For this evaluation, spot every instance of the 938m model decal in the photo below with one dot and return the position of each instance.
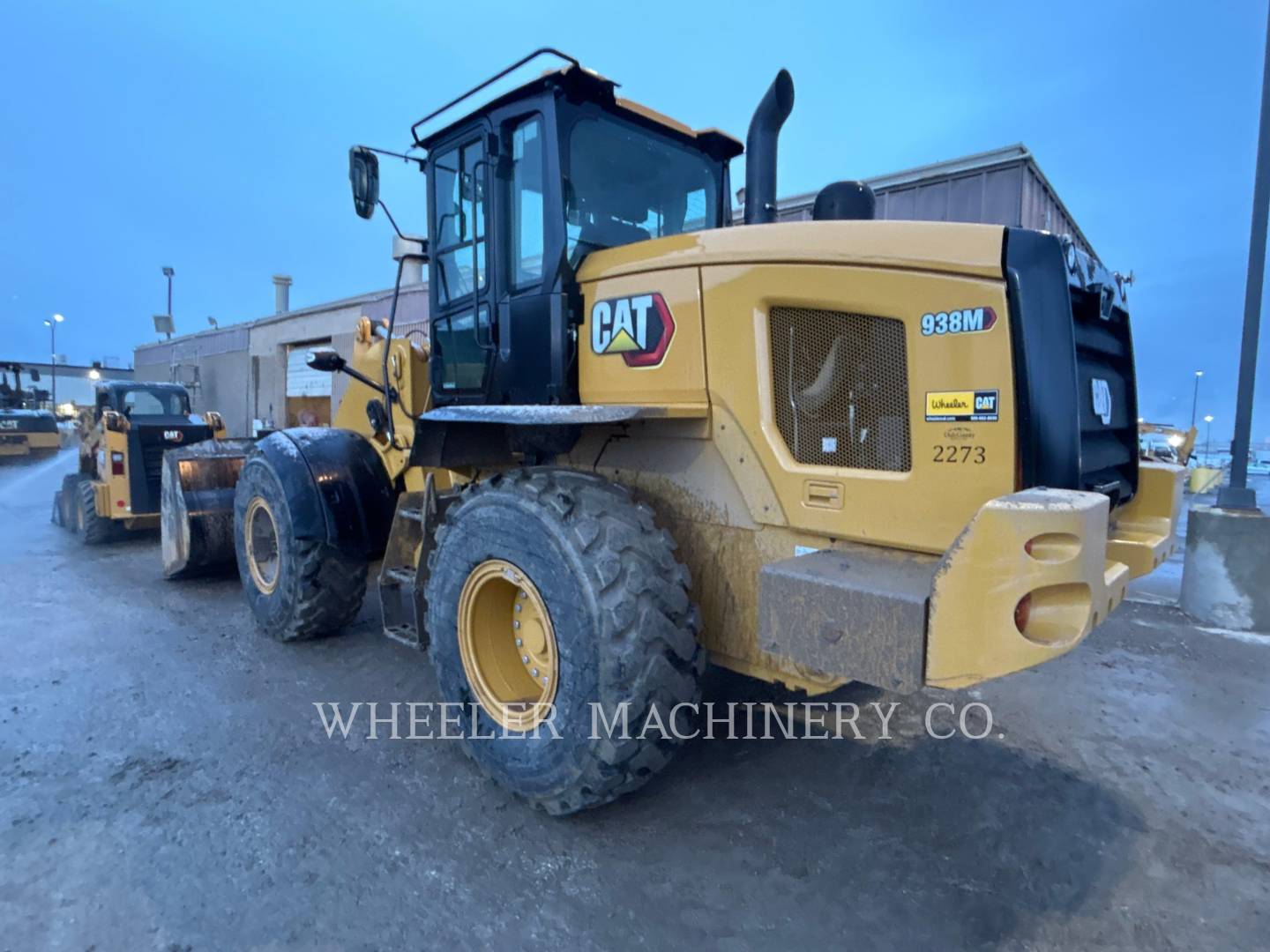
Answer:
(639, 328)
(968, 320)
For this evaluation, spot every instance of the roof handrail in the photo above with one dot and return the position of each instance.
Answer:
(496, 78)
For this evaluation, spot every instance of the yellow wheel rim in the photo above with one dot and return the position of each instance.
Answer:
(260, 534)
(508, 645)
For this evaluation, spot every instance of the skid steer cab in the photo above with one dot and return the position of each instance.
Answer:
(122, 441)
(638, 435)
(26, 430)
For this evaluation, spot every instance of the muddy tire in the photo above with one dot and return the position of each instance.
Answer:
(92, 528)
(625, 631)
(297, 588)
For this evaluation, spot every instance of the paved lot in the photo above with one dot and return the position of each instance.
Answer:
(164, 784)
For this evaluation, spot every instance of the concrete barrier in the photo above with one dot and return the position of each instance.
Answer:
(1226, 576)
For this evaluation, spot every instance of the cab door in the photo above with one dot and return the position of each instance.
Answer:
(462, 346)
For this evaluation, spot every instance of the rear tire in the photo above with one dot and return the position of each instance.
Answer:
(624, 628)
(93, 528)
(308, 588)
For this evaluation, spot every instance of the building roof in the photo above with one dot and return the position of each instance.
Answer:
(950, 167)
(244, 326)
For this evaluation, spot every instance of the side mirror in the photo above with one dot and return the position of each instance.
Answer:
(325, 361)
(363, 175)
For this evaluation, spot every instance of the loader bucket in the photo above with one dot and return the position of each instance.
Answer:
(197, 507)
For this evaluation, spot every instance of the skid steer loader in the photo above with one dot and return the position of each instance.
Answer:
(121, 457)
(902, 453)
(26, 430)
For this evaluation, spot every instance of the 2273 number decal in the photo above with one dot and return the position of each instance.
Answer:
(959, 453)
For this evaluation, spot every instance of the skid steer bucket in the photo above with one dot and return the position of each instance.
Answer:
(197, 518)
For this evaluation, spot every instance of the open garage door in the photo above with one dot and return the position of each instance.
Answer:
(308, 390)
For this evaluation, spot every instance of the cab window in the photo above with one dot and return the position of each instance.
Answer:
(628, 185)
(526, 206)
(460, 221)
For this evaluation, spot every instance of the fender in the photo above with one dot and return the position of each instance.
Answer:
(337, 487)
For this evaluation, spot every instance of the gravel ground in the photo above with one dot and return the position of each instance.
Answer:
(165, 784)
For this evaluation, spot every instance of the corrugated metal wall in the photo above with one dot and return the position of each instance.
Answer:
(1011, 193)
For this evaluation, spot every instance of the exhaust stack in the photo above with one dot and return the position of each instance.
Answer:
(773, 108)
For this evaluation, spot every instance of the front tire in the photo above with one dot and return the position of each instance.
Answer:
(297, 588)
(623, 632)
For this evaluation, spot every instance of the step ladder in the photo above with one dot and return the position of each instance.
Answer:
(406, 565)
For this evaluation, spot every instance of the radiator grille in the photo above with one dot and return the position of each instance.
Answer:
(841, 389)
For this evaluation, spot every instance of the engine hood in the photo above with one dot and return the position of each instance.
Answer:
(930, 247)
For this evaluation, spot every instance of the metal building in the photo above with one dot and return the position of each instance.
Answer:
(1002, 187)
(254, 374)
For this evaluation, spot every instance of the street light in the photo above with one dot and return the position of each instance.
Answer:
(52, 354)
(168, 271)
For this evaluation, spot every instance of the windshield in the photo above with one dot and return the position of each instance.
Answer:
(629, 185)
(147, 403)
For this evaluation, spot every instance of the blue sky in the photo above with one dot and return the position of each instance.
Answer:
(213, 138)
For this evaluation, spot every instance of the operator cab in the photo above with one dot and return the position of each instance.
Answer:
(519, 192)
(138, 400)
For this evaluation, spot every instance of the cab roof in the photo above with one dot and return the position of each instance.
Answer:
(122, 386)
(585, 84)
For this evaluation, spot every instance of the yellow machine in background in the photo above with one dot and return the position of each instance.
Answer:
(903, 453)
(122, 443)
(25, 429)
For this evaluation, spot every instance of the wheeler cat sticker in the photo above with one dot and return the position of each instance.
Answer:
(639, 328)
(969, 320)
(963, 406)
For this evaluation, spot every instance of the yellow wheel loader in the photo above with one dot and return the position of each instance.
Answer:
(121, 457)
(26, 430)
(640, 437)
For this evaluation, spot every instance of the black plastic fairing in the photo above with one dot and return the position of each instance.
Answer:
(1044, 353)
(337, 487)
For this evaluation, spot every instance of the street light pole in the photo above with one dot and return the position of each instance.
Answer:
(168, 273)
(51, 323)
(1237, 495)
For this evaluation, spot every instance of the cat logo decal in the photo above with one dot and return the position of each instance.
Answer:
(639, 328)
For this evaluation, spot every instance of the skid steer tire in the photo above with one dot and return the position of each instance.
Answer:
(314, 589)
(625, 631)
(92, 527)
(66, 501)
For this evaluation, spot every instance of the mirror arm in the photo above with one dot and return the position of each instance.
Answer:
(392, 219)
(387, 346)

──────────────────────────────

> WHAT IS REQUIRED:
Generate a word-for-word copy of the preceding records, excluding all pictures.

> EXPECTED OUTPUT:
For this evaluation, spot every instance of the 938m model decal in the photo below with one dot and return the position of each instance.
Answer:
(639, 328)
(968, 320)
For this evaluation, spot every instance of the roof handrail in the photo above with one dot and return the position of each instance.
Answer:
(496, 78)
For this evaluation, spot every instance of the yellow wheel rim in the photo above with one dot and return the position of each instance.
Answer:
(260, 534)
(508, 645)
For this evaluation, spot every instance of the skid steer cab in the photo above with one dot and return the position of each instance.
Answer:
(122, 441)
(638, 435)
(26, 430)
For this evaluation, spot every instance of the muddy tire in the photo above with one dot and return the position of each instance.
Answer:
(92, 528)
(625, 631)
(297, 588)
For this evaluation, spot every instance of the paved lot in the photo above with one dot and return the position of each instance.
Answer:
(164, 784)
For this evaluation, spot every instance of the concrete barrier in the photo above with one dot and return the position of each instance.
Answer:
(1226, 576)
For this evaluation, spot every instance of the cab door in the photo above with one dot and return the position of each instance.
Answer:
(462, 346)
For this evaluation, spot every instance of the rear tire in the photo above with one dot and return the position of each instance.
Answer:
(624, 628)
(93, 528)
(308, 588)
For this evaluation, spot every instance of the building roof in the photo above with one dot and return the position of each instance.
Answer:
(950, 167)
(244, 326)
For this evaluation, spot every instance of the side mirror in the photo above with one dot and return the position of each instance.
Answer:
(325, 361)
(363, 175)
For this evaluation, spot every instance of the loader bucket in the photo above with one dot and return the position of each instance.
Answer:
(197, 507)
For this evaluation, spot every instance of the skid steer loader in the photo above with one dot and return the position of each instance.
Answer:
(121, 457)
(902, 453)
(26, 430)
For this evaluation, spot every instance of the 2273 number decal in the photo above with one dot and return the position of each instance.
Answer:
(959, 453)
For this evaluation, spot every instance of the skid steer bucket in the photo above with one dot and return the position of each instance.
Answer:
(197, 518)
For this evaluation, spot every instance of the open garage door in the photo above with one dot and return the position of each instance.
Answer:
(308, 390)
For this evaluation, spot every instance of the cab window in the photo above with one dot and return the position of each instance.
Answer:
(628, 185)
(526, 206)
(460, 221)
For this evaluation, spot every instance of the fender in the photo above with one dot and return the position of each instance.
Answer:
(337, 487)
For this evaluation, spot every instance of the gravel ground in the photo above with one dot and return the position of each instance.
Answer:
(165, 784)
For this evaluation, spot every instance of the corrugated metal wall in the photo above with one dot and return the position of each instance.
Answer:
(1011, 193)
For this evaluation, spot every instance of the exhaust stack in the photo above with one dot and return the position of each instance.
Answer:
(773, 108)
For this evaluation, spot every instance of the front tire in the photo above with one dot and return the position of each instance.
Answer:
(297, 588)
(623, 632)
For this evaluation, spot every instance of the step ladder in the photo above with one dot and return the position of each instance.
Answer:
(406, 565)
For this evaluation, spot every instance of the radiator grille in the photo above with one dot and return the position of each instance.
Answer:
(841, 389)
For this evaluation, spot every instance of the engine hood in the photo above with one dot and return the position of each instance.
Answer:
(930, 247)
For this evaluation, spot every instance of the metal building in the photo above with one dot and return the position of each instance.
Answer:
(1002, 187)
(254, 374)
For this evaluation, spot every instance of the street light in the photo above with one dot and return the position of each instance.
Answer:
(52, 354)
(168, 271)
For this evaluation, spot every instance of the windshield in the photo above with one dot and return the position of each instance.
Answer:
(629, 185)
(147, 403)
For this evaluation, spot every instance of the blue sky in the photo above with one dot and return the position of each instance.
Answer:
(213, 138)
For this evaluation, spot every instance of the operator cab in the photo above with one dot and return the position of each instance.
Answer:
(519, 192)
(138, 400)
For this evaluation, spot every instance of the cab roof in the photo above with one dot and return the position of each instance.
Answer:
(122, 386)
(585, 84)
For this evaluation, spot every instance of the yellow machine in background in the photo above with one dot and return the position of each instance.
Answer:
(903, 453)
(122, 443)
(25, 429)
For this evaluation, spot every instance of the wheeler cat sticker in the photo above with one dot and return the position of each instance.
Answer:
(639, 328)
(969, 320)
(963, 406)
For this evaluation, spot every instance of the yellow wheel loader in the photo above with one dot and return the position of each instance.
Answer:
(121, 457)
(26, 430)
(640, 437)
For this evaluation, spot every instance of the black plastic fairing in the photo above with one dot and return the position of each instance.
Answer:
(1044, 353)
(337, 487)
For this evaluation, spot every instance of the street light pole in the photo above with one dot and return the position of each instance.
Answer:
(168, 273)
(51, 323)
(1237, 495)
For this evaluation, spot every instance of the cat logo decal in the photo above with one dot and return the position of each instance.
Answer:
(639, 328)
For this evaluation, spot every instance of the skid steer tire in the photo above with one dot and return the position of each instance.
Answer:
(314, 589)
(625, 631)
(92, 527)
(66, 501)
For this evaluation, spot every instance of the mirror arm in the photo above with one dot and return the position of each instance.
Answer:
(392, 219)
(387, 346)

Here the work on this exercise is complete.